— WHAT TO WORK ON —
Nothing in the records may change. Print them all again.

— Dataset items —
━━━━━━━━━━━━━━━━━━━━
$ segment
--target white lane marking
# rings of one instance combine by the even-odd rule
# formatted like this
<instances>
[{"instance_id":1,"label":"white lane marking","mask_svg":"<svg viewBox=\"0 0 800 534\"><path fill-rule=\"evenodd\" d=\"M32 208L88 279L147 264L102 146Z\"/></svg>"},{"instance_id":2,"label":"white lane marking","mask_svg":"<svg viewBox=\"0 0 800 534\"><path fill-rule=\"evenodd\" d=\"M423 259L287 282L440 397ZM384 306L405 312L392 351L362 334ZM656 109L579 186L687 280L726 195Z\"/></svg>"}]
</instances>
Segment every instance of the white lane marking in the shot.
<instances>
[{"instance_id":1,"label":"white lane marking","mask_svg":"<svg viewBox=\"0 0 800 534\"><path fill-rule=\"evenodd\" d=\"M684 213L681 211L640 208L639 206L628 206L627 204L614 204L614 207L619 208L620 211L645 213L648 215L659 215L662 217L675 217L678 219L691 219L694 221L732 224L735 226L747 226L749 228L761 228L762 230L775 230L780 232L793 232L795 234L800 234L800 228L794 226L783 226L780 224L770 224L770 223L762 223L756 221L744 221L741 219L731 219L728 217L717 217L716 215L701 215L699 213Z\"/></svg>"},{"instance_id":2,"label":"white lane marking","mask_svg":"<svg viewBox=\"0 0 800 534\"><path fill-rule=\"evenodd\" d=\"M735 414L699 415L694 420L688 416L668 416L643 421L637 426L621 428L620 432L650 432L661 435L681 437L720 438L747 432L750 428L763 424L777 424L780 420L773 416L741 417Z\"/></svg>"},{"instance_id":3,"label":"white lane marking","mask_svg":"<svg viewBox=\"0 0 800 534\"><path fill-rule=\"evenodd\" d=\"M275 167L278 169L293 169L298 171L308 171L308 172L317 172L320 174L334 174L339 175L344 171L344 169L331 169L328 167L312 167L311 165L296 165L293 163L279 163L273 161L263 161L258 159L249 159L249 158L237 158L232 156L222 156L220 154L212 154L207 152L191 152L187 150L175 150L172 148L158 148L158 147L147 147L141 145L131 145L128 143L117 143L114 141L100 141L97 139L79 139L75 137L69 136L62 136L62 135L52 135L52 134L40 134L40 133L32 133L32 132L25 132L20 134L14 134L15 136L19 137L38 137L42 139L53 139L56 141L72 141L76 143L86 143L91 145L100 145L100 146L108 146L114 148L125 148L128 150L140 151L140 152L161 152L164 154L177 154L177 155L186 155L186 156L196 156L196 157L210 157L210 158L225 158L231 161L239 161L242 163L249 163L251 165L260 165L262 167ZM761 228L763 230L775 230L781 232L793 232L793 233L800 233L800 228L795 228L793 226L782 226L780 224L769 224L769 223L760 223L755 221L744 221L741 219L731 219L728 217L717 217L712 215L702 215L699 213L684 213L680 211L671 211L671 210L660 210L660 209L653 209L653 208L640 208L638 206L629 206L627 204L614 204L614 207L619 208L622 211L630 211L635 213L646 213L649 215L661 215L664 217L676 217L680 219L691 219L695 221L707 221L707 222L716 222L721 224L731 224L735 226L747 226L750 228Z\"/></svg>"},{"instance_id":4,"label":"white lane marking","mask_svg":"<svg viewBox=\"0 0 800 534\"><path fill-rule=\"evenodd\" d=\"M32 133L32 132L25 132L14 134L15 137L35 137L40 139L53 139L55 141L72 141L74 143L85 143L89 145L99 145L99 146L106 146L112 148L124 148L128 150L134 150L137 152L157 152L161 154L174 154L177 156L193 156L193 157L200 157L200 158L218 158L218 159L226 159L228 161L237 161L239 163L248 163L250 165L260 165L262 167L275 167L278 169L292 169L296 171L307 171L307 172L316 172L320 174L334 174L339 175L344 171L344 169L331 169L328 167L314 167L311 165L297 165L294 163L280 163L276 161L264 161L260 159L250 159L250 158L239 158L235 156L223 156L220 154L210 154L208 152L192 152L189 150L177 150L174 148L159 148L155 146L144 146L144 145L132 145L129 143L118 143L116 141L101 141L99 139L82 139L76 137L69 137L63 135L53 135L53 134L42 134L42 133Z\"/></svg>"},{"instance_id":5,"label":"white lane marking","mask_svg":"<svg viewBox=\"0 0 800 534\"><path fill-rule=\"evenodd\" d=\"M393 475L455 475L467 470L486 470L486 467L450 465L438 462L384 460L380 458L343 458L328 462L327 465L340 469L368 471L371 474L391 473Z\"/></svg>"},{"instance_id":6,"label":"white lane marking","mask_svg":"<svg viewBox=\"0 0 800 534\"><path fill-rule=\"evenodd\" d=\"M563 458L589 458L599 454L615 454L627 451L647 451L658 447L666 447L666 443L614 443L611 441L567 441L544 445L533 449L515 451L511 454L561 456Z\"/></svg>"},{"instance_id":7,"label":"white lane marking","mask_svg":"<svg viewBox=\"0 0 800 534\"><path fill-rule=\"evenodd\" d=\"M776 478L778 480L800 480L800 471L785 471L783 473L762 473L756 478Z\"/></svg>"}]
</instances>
━━━━━━━━━━━━━━━━━━━━
— THE ANSWER —
$ segment
--target white lane marking
# rings of one instance combine by the even-odd rule
# formatted like this
<instances>
[{"instance_id":1,"label":"white lane marking","mask_svg":"<svg viewBox=\"0 0 800 534\"><path fill-rule=\"evenodd\" d=\"M32 208L88 279L147 264L102 146Z\"/></svg>"},{"instance_id":2,"label":"white lane marking","mask_svg":"<svg viewBox=\"0 0 800 534\"><path fill-rule=\"evenodd\" d=\"M423 259L287 282L440 397ZM384 306L405 312L392 351L362 334ZM656 109L579 186L687 280L726 195Z\"/></svg>"}]
</instances>
Segment every instance of the white lane marking in the shot.
<instances>
[{"instance_id":1,"label":"white lane marking","mask_svg":"<svg viewBox=\"0 0 800 534\"><path fill-rule=\"evenodd\" d=\"M684 213L681 211L640 208L639 206L628 206L627 204L614 204L614 207L619 208L620 211L645 213L648 215L659 215L662 217L675 217L678 219L691 219L694 221L732 224L735 226L747 226L749 228L761 228L762 230L775 230L780 232L793 232L795 234L800 234L800 228L794 226L783 226L780 224L770 224L770 223L762 223L756 221L744 221L741 219L731 219L728 217L717 217L716 215L701 215L699 213Z\"/></svg>"},{"instance_id":2,"label":"white lane marking","mask_svg":"<svg viewBox=\"0 0 800 534\"><path fill-rule=\"evenodd\" d=\"M735 414L699 415L694 420L688 416L668 416L643 421L637 426L621 428L620 432L650 432L661 435L681 437L720 438L747 432L750 428L763 424L777 424L780 420L773 416L741 417Z\"/></svg>"},{"instance_id":3,"label":"white lane marking","mask_svg":"<svg viewBox=\"0 0 800 534\"><path fill-rule=\"evenodd\" d=\"M275 167L278 169L293 169L298 171L308 171L308 172L317 172L320 174L334 174L339 175L344 171L344 169L331 169L328 167L312 167L311 165L296 165L293 163L279 163L273 161L263 161L258 159L249 159L249 158L237 158L232 156L222 156L220 154L212 154L207 152L191 152L187 150L175 150L172 148L158 148L158 147L147 147L141 145L131 145L128 143L117 143L114 141L100 141L97 139L79 139L75 137L69 136L62 136L62 135L52 135L52 134L40 134L40 133L32 133L32 132L25 132L20 134L14 134L15 136L19 137L38 137L42 139L53 139L56 141L72 141L76 143L86 143L91 145L100 145L100 146L108 146L114 148L125 148L128 150L140 151L140 152L161 152L164 154L177 154L177 155L186 155L186 156L196 156L196 157L210 157L210 158L225 158L231 161L239 161L242 163L249 163L251 165L260 165L262 167ZM761 228L763 230L775 230L781 232L793 232L793 233L800 233L800 228L795 228L793 226L782 226L780 224L769 224L769 223L760 223L755 221L744 221L741 219L731 219L728 217L717 217L712 215L702 215L699 213L684 213L680 211L671 211L671 210L660 210L660 209L653 209L653 208L640 208L638 206L629 206L627 204L614 204L614 207L619 208L622 211L630 211L635 213L646 213L649 215L661 215L664 217L676 217L680 219L691 219L695 221L707 221L707 222L716 222L721 224L731 224L735 226L747 226L750 228Z\"/></svg>"},{"instance_id":4,"label":"white lane marking","mask_svg":"<svg viewBox=\"0 0 800 534\"><path fill-rule=\"evenodd\" d=\"M32 133L32 132L25 132L14 134L15 137L35 137L40 139L53 139L55 141L72 141L74 143L85 143L89 145L99 145L99 146L106 146L112 148L124 148L128 150L134 150L137 152L157 152L161 154L174 154L177 156L193 156L193 157L200 157L200 158L218 158L218 159L226 159L228 161L237 161L239 163L248 163L250 165L260 165L262 167L275 167L278 169L292 169L296 171L307 171L307 172L316 172L320 174L334 174L339 175L344 171L344 169L331 169L328 167L314 167L311 165L297 165L294 163L280 163L276 161L264 161L260 159L250 159L250 158L239 158L235 156L223 156L220 154L210 154L208 152L192 152L189 150L177 150L174 148L159 148L155 146L144 146L144 145L132 145L129 143L118 143L116 141L101 141L99 139L82 139L76 137L69 137L63 135L53 135L53 134L42 134L42 133Z\"/></svg>"},{"instance_id":5,"label":"white lane marking","mask_svg":"<svg viewBox=\"0 0 800 534\"><path fill-rule=\"evenodd\" d=\"M393 475L455 475L467 470L486 470L486 467L450 465L438 462L384 460L380 458L343 458L328 462L327 465L340 469L368 471L371 474L391 473Z\"/></svg>"},{"instance_id":6,"label":"white lane marking","mask_svg":"<svg viewBox=\"0 0 800 534\"><path fill-rule=\"evenodd\" d=\"M563 458L589 458L599 454L615 454L627 451L647 451L658 447L666 447L666 443L614 443L611 441L567 441L544 445L533 449L515 451L511 454L561 456Z\"/></svg>"},{"instance_id":7,"label":"white lane marking","mask_svg":"<svg viewBox=\"0 0 800 534\"><path fill-rule=\"evenodd\" d=\"M776 478L778 480L800 480L800 471L785 471L783 473L762 473L756 478Z\"/></svg>"}]
</instances>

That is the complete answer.